[Begin RECORDED INFORMATION]
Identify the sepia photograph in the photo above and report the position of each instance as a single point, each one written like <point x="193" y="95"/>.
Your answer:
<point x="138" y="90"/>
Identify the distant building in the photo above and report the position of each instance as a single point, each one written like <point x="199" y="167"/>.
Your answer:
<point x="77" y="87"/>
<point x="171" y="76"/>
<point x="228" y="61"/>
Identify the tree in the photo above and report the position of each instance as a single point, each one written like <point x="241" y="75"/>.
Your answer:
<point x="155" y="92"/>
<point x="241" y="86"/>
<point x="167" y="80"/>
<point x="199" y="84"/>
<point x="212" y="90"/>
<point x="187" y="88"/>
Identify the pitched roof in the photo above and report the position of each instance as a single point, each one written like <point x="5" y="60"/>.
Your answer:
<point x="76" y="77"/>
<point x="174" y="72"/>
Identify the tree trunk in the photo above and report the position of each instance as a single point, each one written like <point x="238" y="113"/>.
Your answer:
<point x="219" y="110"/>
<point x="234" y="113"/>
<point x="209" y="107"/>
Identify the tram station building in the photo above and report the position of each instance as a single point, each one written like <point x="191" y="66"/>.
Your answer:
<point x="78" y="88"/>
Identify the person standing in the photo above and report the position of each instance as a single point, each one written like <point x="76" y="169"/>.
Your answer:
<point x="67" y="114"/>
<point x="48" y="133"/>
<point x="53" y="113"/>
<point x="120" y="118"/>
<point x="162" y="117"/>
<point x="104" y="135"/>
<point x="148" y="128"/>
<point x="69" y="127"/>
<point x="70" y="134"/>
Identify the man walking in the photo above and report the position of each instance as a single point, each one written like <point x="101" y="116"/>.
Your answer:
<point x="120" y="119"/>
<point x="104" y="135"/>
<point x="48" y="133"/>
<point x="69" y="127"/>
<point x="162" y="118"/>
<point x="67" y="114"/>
[End RECORDED INFORMATION]
Set down the entries above again, word for word.

Identify the sepia photograph in the photo above and report the position of each instance as a single point, each one written like <point x="193" y="95"/>.
Your answer:
<point x="138" y="90"/>
Identify the distant building in the photo above and report the position of each instance as a single point, each one written like <point x="199" y="167"/>.
Your answer:
<point x="77" y="87"/>
<point x="171" y="76"/>
<point x="228" y="61"/>
Identify the tree in the photo above and report the position of each instance as a single point, each one written like <point x="241" y="75"/>.
Your answer:
<point x="155" y="92"/>
<point x="241" y="86"/>
<point x="167" y="80"/>
<point x="199" y="84"/>
<point x="212" y="90"/>
<point x="187" y="88"/>
Identify the pitched roof in the photo above and report the position of each instance as a single point, each one written like <point x="5" y="60"/>.
Your answer:
<point x="76" y="77"/>
<point x="174" y="72"/>
Identify the tree trunk in the photo above and report the position of each instance as a single point, each one written like <point x="238" y="113"/>.
Your answer:
<point x="219" y="110"/>
<point x="234" y="113"/>
<point x="209" y="107"/>
Identify the tram station building in the photo above and report the position of each instance as a single point, each one written like <point x="191" y="66"/>.
Your answer:
<point x="78" y="88"/>
Identify the person standing in the photo above and report the position of each instance as a single point, each one written like <point x="76" y="169"/>.
Your answer:
<point x="67" y="114"/>
<point x="48" y="133"/>
<point x="53" y="113"/>
<point x="120" y="118"/>
<point x="162" y="117"/>
<point x="104" y="135"/>
<point x="148" y="128"/>
<point x="69" y="127"/>
<point x="70" y="134"/>
Identify the man walking in the photo above and report the position of each instance as a single point, each one written like <point x="101" y="116"/>.
Your answer:
<point x="120" y="119"/>
<point x="104" y="135"/>
<point x="48" y="133"/>
<point x="69" y="127"/>
<point x="162" y="118"/>
<point x="67" y="114"/>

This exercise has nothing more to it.